*What the exercise asks:* Copy the records below without any change, from the line that contains "Q: For every instance of the stadium roof" up to and including the line that contains "[(793, 727)]", and set down those lines only.

*Provided material:*
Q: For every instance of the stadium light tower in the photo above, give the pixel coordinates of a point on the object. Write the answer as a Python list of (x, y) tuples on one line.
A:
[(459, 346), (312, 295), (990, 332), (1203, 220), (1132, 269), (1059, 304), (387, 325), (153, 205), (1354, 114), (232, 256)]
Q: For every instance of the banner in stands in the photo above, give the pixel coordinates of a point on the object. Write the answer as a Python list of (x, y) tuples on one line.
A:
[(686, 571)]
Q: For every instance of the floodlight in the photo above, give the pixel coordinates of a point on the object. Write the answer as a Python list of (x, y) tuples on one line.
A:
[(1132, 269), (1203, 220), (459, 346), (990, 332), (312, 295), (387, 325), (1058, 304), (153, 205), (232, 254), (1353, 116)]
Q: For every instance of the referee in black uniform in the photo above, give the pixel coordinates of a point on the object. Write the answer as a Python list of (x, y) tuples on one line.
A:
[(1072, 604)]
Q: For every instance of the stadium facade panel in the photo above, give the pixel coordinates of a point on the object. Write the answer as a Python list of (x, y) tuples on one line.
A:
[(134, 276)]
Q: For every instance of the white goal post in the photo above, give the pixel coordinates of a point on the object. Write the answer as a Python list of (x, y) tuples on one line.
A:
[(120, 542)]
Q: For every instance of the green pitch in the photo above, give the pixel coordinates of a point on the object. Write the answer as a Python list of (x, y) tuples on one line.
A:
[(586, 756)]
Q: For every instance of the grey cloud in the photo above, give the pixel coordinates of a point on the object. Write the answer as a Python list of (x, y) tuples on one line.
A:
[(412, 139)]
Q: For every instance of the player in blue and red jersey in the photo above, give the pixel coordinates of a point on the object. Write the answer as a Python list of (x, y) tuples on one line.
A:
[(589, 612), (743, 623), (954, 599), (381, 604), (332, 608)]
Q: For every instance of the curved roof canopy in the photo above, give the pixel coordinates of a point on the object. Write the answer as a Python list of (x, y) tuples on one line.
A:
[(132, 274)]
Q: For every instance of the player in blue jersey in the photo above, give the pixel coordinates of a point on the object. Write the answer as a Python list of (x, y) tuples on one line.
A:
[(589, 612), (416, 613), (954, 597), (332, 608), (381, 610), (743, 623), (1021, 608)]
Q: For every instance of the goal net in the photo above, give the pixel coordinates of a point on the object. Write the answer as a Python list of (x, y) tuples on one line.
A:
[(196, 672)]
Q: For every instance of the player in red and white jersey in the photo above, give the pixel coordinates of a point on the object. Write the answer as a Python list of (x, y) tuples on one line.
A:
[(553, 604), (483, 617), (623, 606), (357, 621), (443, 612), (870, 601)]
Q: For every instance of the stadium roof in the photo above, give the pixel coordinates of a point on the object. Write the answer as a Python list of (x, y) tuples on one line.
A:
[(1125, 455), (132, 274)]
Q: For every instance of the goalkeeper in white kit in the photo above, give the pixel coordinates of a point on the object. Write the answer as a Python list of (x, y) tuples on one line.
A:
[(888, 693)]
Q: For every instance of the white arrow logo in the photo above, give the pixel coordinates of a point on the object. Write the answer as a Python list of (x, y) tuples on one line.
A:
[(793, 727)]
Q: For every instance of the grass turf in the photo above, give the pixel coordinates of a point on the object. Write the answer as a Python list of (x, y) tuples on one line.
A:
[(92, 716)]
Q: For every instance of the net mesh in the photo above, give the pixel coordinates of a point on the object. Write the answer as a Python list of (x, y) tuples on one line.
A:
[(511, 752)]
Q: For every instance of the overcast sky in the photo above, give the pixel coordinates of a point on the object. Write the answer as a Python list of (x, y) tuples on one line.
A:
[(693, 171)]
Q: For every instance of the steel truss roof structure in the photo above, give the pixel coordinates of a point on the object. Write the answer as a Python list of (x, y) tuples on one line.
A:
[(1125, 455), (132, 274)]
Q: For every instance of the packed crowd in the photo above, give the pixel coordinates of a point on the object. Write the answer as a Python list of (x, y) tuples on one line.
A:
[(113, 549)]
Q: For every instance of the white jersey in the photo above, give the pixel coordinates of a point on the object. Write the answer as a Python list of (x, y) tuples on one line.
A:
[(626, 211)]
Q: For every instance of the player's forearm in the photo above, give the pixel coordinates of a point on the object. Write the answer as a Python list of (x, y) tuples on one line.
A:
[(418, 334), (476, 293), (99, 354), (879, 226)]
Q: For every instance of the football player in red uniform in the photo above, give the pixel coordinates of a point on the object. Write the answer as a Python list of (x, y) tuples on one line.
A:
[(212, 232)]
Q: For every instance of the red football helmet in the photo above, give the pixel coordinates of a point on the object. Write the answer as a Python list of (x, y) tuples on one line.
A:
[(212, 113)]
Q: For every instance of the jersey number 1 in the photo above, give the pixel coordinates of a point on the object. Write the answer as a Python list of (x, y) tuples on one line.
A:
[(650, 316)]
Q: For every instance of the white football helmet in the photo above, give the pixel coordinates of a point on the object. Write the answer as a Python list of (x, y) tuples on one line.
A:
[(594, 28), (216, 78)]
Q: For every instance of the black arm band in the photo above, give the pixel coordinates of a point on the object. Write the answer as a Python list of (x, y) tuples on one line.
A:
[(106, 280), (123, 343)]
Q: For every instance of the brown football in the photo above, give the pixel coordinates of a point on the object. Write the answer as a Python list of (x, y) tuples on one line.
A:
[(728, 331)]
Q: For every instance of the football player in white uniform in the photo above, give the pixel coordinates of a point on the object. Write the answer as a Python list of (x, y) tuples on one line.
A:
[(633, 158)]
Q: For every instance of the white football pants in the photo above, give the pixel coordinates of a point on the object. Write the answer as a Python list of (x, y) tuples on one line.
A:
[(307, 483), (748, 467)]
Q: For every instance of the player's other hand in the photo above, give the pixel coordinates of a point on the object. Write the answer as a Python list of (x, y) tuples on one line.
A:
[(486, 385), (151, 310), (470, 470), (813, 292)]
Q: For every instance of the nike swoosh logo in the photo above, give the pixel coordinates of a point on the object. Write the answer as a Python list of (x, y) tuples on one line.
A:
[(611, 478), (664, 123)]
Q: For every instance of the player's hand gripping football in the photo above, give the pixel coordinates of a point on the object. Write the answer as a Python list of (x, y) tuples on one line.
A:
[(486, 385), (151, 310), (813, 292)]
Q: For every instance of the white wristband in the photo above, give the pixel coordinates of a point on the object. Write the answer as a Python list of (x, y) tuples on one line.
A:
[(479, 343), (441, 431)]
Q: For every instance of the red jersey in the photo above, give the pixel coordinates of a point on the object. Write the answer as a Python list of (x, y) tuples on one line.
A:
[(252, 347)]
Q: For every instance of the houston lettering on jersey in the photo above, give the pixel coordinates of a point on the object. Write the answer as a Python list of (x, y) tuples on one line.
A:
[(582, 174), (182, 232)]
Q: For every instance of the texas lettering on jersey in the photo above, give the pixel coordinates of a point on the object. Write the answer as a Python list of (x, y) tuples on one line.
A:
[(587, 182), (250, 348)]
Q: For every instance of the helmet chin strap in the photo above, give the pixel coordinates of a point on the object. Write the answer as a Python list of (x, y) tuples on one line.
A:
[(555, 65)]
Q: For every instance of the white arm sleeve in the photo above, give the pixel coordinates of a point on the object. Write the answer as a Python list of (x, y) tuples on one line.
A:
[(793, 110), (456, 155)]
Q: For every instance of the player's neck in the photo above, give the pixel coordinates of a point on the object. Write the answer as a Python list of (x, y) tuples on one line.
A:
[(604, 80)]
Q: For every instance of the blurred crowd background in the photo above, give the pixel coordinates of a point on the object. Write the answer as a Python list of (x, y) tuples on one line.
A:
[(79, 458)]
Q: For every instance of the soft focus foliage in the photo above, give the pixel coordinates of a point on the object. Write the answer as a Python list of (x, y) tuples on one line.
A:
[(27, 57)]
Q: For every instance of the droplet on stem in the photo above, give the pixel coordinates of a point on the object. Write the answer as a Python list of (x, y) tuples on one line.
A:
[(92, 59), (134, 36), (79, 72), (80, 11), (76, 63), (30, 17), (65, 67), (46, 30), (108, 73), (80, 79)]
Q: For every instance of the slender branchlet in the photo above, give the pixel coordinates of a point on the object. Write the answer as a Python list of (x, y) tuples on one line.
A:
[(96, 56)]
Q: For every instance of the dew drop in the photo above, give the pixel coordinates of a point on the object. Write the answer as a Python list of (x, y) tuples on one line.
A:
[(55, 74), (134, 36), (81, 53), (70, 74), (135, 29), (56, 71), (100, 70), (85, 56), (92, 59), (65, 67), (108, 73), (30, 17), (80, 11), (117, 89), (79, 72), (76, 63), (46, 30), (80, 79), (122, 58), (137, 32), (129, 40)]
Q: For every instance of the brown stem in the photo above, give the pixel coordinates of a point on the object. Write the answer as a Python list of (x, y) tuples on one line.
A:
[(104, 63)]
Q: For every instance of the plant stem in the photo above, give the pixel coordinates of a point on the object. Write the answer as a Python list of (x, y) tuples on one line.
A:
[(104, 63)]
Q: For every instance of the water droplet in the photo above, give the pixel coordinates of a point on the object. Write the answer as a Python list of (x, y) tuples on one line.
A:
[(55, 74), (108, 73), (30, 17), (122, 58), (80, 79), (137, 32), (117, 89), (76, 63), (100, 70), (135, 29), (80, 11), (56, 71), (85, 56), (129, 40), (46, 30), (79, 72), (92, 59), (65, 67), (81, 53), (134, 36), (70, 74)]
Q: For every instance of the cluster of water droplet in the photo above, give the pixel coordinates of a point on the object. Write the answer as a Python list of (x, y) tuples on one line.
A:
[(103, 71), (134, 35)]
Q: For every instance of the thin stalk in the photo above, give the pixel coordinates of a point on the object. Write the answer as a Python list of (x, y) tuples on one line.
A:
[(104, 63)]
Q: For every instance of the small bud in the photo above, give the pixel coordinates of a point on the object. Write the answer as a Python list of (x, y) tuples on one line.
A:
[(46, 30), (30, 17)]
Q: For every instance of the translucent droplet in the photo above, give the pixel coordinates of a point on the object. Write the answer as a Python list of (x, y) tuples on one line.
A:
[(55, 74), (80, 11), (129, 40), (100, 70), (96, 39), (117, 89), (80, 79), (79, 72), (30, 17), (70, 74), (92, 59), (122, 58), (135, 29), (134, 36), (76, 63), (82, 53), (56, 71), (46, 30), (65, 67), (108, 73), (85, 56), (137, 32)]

*Answer to this problem:*
Q: For every instance of the stadium roof in the photo above, give the pixel coordinates of a point on the object. Write the answer as a Python list of (x, y) tuples on one line.
A:
[(1125, 455), (132, 274)]
Q: For every instance of the goalkeeper in white kit in the photo above, give the pixel coordinates of a point on the object. Write the answer as a Python list of (x, y) tuples on one line.
A:
[(888, 693)]
Q: For every instance of the white arrow logo in the photo above, give the pixel coordinates of a point on the object. Write the answer as a Python list of (x, y) tuples on one line.
A:
[(793, 727)]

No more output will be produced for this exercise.